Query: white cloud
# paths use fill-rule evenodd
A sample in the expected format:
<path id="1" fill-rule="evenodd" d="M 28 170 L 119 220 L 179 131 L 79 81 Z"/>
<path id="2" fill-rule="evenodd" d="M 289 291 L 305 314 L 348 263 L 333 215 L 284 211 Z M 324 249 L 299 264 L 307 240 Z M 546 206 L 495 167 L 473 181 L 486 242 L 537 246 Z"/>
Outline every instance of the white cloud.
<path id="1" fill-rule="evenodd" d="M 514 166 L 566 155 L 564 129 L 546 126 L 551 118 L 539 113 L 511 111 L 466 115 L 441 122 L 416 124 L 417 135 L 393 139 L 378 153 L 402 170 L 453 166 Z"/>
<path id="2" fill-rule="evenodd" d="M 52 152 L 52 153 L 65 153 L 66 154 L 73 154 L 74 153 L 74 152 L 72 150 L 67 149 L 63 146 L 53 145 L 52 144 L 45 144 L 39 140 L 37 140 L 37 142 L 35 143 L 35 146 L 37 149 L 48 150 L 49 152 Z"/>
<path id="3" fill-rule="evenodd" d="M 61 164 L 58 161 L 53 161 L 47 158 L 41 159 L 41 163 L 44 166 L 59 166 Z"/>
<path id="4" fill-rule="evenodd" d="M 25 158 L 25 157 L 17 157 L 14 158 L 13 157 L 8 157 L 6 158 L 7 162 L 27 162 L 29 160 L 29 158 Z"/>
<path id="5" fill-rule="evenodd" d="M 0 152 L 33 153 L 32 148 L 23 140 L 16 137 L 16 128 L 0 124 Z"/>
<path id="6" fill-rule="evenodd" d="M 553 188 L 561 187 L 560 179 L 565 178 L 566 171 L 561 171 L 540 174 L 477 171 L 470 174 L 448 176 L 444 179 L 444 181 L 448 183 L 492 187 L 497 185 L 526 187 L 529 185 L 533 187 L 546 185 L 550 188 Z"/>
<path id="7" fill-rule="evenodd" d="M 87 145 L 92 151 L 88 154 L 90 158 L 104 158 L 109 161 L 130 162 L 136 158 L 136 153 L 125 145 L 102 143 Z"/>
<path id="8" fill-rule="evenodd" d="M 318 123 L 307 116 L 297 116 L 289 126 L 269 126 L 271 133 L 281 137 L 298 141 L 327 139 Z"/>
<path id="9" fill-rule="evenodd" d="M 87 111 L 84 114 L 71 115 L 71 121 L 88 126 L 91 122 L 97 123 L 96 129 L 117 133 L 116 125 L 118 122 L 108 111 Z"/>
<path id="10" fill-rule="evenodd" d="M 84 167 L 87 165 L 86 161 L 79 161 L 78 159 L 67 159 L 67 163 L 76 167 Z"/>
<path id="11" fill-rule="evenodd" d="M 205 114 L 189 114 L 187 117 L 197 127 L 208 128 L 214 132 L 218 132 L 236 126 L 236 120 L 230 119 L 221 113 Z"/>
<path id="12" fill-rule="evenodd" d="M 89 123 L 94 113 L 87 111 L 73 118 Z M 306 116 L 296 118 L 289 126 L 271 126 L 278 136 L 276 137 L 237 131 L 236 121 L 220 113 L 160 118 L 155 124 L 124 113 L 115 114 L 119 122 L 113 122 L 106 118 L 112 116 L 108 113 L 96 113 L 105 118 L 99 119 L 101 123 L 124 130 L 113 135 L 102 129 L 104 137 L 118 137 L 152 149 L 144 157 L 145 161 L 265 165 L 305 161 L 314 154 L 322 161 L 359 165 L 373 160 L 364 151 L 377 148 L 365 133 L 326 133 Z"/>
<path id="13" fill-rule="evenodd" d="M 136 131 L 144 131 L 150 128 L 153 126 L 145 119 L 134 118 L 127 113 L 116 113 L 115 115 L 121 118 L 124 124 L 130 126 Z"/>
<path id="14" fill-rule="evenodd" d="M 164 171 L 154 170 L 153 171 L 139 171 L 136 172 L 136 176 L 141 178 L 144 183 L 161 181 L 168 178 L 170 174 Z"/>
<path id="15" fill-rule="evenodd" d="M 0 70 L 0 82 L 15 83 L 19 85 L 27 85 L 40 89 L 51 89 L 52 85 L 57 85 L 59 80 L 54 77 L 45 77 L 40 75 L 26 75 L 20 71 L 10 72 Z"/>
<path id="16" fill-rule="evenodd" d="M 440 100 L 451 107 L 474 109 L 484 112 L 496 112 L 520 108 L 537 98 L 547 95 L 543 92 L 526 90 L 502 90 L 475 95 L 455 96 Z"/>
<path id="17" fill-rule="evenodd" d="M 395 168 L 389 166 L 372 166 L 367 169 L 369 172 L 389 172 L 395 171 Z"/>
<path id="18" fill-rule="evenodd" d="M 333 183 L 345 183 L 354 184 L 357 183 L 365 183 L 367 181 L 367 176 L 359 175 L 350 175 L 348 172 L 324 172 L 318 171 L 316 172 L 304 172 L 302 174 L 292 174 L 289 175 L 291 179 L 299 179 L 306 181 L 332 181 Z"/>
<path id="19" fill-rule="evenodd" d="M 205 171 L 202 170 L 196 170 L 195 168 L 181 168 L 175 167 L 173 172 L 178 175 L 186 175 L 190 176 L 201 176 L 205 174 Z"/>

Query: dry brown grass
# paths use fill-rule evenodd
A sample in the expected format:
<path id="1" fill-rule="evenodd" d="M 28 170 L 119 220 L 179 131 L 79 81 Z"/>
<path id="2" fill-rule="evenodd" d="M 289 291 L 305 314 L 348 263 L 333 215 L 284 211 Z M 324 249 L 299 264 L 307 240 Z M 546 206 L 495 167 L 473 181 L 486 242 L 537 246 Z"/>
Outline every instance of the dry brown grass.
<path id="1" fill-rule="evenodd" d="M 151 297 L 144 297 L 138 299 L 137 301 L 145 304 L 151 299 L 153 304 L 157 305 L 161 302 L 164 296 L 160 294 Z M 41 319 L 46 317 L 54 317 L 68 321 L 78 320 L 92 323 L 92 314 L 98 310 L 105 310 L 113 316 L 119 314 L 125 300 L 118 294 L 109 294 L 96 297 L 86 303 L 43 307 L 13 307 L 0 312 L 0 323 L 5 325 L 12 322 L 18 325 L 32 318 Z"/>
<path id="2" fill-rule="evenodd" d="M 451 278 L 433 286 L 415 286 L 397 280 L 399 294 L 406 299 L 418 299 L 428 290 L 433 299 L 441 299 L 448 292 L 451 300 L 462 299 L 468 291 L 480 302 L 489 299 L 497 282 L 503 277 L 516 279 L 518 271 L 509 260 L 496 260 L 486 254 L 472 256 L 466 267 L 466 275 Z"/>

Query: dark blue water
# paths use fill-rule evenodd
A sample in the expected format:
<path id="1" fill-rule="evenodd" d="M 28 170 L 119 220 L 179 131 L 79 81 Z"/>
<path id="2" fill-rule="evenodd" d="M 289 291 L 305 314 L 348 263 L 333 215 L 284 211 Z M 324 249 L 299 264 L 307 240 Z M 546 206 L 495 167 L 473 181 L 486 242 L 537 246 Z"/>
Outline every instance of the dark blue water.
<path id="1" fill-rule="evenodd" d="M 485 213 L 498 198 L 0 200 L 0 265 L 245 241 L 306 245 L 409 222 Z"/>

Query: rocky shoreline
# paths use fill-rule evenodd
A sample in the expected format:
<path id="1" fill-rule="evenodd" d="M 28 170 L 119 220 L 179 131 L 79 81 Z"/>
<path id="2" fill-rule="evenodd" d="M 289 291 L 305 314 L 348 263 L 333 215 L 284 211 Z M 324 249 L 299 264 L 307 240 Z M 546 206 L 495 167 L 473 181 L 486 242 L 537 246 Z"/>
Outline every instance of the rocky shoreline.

_BRIEF_
Format every line of the records above as a numbered list, omitting any blank lines.

_RESULT FOR THIS EXERCISE_
1. Query: white cloud
2. # paths use fill-rule evenodd
3. A sample in the expected format:
4. <path id="1" fill-rule="evenodd" d="M 28 170 L 119 220 L 179 131 L 79 81 Z"/>
5. <path id="2" fill-rule="evenodd" d="M 289 291 L 305 314 L 348 263 L 333 215 L 284 211 Z M 324 249 L 299 264 L 307 240 Z M 546 206 L 495 167 L 473 181 L 486 242 L 537 246 Z"/>
6. Outline every instance of the white cloud.
7. <path id="1" fill-rule="evenodd" d="M 514 166 L 566 155 L 564 129 L 546 126 L 551 118 L 539 113 L 511 111 L 466 115 L 441 122 L 416 124 L 417 135 L 393 139 L 378 153 L 402 170 L 453 166 Z"/>
8. <path id="2" fill-rule="evenodd" d="M 52 152 L 52 153 L 65 153 L 66 154 L 73 154 L 74 153 L 74 152 L 72 150 L 67 149 L 63 146 L 53 145 L 52 144 L 45 144 L 39 140 L 37 140 L 37 142 L 35 143 L 35 146 L 37 149 L 48 150 L 49 152 Z"/>
9. <path id="3" fill-rule="evenodd" d="M 61 164 L 58 161 L 53 161 L 47 158 L 41 159 L 41 163 L 44 166 L 59 166 Z"/>
10. <path id="4" fill-rule="evenodd" d="M 25 158 L 25 157 L 17 157 L 14 158 L 13 157 L 8 157 L 6 158 L 7 162 L 27 162 L 29 160 L 29 158 Z"/>
11. <path id="5" fill-rule="evenodd" d="M 0 152 L 33 153 L 32 148 L 23 140 L 16 137 L 16 128 L 0 124 Z"/>
12. <path id="6" fill-rule="evenodd" d="M 553 188 L 561 187 L 560 179 L 565 178 L 566 171 L 561 171 L 540 174 L 477 171 L 470 174 L 448 176 L 444 179 L 444 181 L 448 183 L 492 187 L 497 185 L 526 187 L 529 185 L 533 187 L 546 185 L 550 188 Z"/>
13. <path id="7" fill-rule="evenodd" d="M 87 145 L 92 151 L 88 154 L 90 158 L 104 158 L 109 161 L 130 162 L 136 158 L 136 153 L 125 145 L 102 143 Z"/>
14. <path id="8" fill-rule="evenodd" d="M 318 123 L 307 116 L 297 116 L 289 126 L 269 126 L 271 133 L 281 137 L 298 141 L 327 139 Z"/>
15. <path id="9" fill-rule="evenodd" d="M 87 111 L 84 114 L 71 115 L 71 121 L 88 126 L 91 122 L 97 123 L 96 129 L 117 133 L 116 125 L 118 122 L 108 111 Z"/>
16. <path id="10" fill-rule="evenodd" d="M 84 167 L 87 165 L 86 161 L 79 161 L 78 159 L 67 159 L 67 163 L 76 167 Z"/>
17. <path id="11" fill-rule="evenodd" d="M 205 114 L 189 114 L 187 117 L 197 127 L 208 128 L 214 132 L 218 132 L 236 126 L 236 120 L 230 119 L 221 113 Z"/>
18. <path id="12" fill-rule="evenodd" d="M 89 123 L 94 113 L 87 111 L 73 118 Z M 306 116 L 296 118 L 289 126 L 271 126 L 278 136 L 276 137 L 237 131 L 236 121 L 220 113 L 160 118 L 155 124 L 124 113 L 115 114 L 119 122 L 113 122 L 106 118 L 112 116 L 108 113 L 96 113 L 105 118 L 99 119 L 101 123 L 124 130 L 113 135 L 102 129 L 104 137 L 118 137 L 152 149 L 144 157 L 145 161 L 265 165 L 305 161 L 314 154 L 322 161 L 359 165 L 373 160 L 364 151 L 377 148 L 365 133 L 326 133 Z"/>
19. <path id="13" fill-rule="evenodd" d="M 136 131 L 144 131 L 150 128 L 153 126 L 145 119 L 134 118 L 127 113 L 116 113 L 115 115 L 121 118 L 124 124 L 130 126 Z"/>
20. <path id="14" fill-rule="evenodd" d="M 164 171 L 154 170 L 153 171 L 139 171 L 136 172 L 136 176 L 141 178 L 144 183 L 161 181 L 168 178 L 170 174 Z"/>
21. <path id="15" fill-rule="evenodd" d="M 0 70 L 0 82 L 15 83 L 19 85 L 27 85 L 40 89 L 51 89 L 52 85 L 57 85 L 59 80 L 54 77 L 45 77 L 40 75 L 26 75 L 20 71 L 10 72 Z"/>
22. <path id="16" fill-rule="evenodd" d="M 440 100 L 451 107 L 474 109 L 484 112 L 496 112 L 520 108 L 537 98 L 547 95 L 543 92 L 526 90 L 502 90 L 475 95 L 455 96 Z"/>
23. <path id="17" fill-rule="evenodd" d="M 395 168 L 389 166 L 372 166 L 367 169 L 369 172 L 389 172 L 395 171 Z"/>
24. <path id="18" fill-rule="evenodd" d="M 333 183 L 345 183 L 354 184 L 357 183 L 365 183 L 367 181 L 367 176 L 359 175 L 350 175 L 348 172 L 324 172 L 318 171 L 316 172 L 304 172 L 302 174 L 292 174 L 289 175 L 291 179 L 299 179 L 306 181 L 332 181 Z"/>
25. <path id="19" fill-rule="evenodd" d="M 205 171 L 202 170 L 196 170 L 195 168 L 181 168 L 175 167 L 173 172 L 178 175 L 186 175 L 190 176 L 201 176 L 205 174 Z"/>
26. Query: dry brown grass
27. # paths use fill-rule evenodd
28. A sample in the expected format:
29. <path id="1" fill-rule="evenodd" d="M 28 170 L 119 220 L 179 131 L 79 81 Z"/>
30. <path id="2" fill-rule="evenodd" d="M 289 291 L 305 314 L 348 263 L 333 215 L 284 211 Z M 324 249 L 299 264 L 307 240 Z M 546 206 L 495 167 L 473 181 L 486 242 L 537 246 Z"/>
31. Outline every instance of the dry brown grass.
32. <path id="1" fill-rule="evenodd" d="M 151 297 L 144 297 L 138 299 L 137 301 L 145 304 L 151 299 L 153 304 L 157 305 L 161 302 L 164 296 L 160 294 Z M 41 319 L 46 317 L 54 317 L 68 321 L 78 320 L 92 323 L 92 314 L 98 310 L 105 310 L 113 316 L 119 314 L 125 300 L 118 294 L 109 294 L 96 297 L 86 303 L 43 307 L 13 307 L 0 312 L 0 323 L 5 325 L 12 322 L 18 325 L 32 318 Z"/>
33. <path id="2" fill-rule="evenodd" d="M 451 278 L 433 286 L 415 286 L 397 280 L 399 294 L 406 299 L 418 299 L 428 290 L 433 299 L 441 299 L 448 292 L 451 300 L 462 299 L 468 291 L 480 302 L 489 299 L 497 282 L 503 277 L 516 279 L 518 271 L 509 260 L 496 260 L 486 254 L 472 256 L 466 267 L 466 275 Z"/>
34. Query: dark blue water
35. # paths use fill-rule evenodd
36. A sample in the expected format:
37. <path id="1" fill-rule="evenodd" d="M 28 170 L 119 220 L 179 131 L 79 81 Z"/>
38. <path id="2" fill-rule="evenodd" d="M 289 291 L 305 314 L 348 263 L 333 215 L 284 211 Z M 324 249 L 299 264 L 307 240 Z M 546 206 L 495 167 L 473 181 L 486 242 L 537 246 Z"/>
39. Outline every instance of the dark blue water.
40. <path id="1" fill-rule="evenodd" d="M 485 213 L 498 198 L 0 200 L 0 265 L 245 241 L 306 245 L 409 222 Z"/>
41. Query: rocky shoreline
42. # paths use fill-rule evenodd
43. A sample in the expected format:
44. <path id="1" fill-rule="evenodd" d="M 28 170 L 119 220 L 179 131 L 79 81 Z"/>
45. <path id="2" fill-rule="evenodd" d="M 289 291 L 305 314 L 348 263 L 333 215 L 284 211 Z M 324 249 L 299 264 L 307 240 Z M 546 206 L 495 167 L 473 181 L 486 242 L 537 246 Z"/>
46. Outline every instance of the rocky shoreline.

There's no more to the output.